**** Dataset extract

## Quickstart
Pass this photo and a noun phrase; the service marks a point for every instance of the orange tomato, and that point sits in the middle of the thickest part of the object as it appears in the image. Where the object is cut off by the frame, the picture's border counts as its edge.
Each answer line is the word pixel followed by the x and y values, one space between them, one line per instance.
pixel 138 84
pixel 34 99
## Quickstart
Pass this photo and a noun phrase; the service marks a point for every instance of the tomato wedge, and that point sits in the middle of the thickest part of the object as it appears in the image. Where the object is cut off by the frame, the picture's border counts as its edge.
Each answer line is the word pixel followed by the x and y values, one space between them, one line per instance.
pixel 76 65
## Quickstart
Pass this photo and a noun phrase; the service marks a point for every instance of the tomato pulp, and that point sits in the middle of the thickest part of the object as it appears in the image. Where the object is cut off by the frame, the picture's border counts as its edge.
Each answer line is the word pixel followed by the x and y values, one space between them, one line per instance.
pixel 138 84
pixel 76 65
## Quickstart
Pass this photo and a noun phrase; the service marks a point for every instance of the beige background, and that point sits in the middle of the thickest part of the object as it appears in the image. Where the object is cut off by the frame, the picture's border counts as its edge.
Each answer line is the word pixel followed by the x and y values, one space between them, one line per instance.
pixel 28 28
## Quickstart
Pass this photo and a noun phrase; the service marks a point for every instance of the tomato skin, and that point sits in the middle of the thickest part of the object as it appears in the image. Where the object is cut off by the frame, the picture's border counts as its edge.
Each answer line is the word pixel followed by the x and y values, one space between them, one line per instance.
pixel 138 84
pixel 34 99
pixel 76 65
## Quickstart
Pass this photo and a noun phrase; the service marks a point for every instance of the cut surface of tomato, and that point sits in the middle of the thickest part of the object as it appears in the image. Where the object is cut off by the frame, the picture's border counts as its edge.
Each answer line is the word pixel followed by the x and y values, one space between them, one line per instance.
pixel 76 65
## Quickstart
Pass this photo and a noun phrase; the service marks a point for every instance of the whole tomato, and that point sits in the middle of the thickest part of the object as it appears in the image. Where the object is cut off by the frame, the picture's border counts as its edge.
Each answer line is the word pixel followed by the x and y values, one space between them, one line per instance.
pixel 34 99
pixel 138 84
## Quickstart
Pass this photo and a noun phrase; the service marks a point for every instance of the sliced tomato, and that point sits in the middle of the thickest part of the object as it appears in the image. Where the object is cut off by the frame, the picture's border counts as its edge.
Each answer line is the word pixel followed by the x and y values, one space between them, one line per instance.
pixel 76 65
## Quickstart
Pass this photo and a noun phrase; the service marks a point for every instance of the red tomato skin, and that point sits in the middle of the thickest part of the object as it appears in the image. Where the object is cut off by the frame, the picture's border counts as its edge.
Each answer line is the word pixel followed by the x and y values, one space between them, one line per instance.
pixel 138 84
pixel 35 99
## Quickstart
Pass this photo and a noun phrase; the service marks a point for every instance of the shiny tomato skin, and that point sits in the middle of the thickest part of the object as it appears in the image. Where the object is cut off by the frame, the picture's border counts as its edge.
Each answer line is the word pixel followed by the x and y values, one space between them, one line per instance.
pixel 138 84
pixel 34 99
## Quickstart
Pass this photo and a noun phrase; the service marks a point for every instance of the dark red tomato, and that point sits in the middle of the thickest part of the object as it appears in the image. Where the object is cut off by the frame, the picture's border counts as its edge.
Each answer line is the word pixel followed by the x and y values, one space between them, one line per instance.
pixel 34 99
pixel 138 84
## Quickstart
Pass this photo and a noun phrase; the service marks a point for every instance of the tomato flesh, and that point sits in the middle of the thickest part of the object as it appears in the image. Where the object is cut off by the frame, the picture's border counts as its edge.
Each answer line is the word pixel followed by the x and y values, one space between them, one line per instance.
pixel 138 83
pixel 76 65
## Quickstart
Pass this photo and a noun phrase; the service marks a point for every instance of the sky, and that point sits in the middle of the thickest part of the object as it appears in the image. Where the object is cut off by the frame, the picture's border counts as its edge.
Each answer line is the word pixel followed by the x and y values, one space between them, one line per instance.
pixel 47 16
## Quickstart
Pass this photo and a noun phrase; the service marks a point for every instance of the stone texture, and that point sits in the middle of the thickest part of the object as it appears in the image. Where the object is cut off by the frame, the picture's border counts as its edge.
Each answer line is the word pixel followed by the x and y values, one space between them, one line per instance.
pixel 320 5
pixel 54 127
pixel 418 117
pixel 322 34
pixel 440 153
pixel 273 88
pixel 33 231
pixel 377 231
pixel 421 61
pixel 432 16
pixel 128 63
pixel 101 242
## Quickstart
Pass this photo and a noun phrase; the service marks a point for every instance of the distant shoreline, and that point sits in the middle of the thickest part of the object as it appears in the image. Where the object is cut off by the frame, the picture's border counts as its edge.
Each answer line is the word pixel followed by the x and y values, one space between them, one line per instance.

********

▸ What is asked:
Count the lines in the items above that contain the string "background", treating uppercase and lowercase as different, and give only that number.

▸ Correct output:
1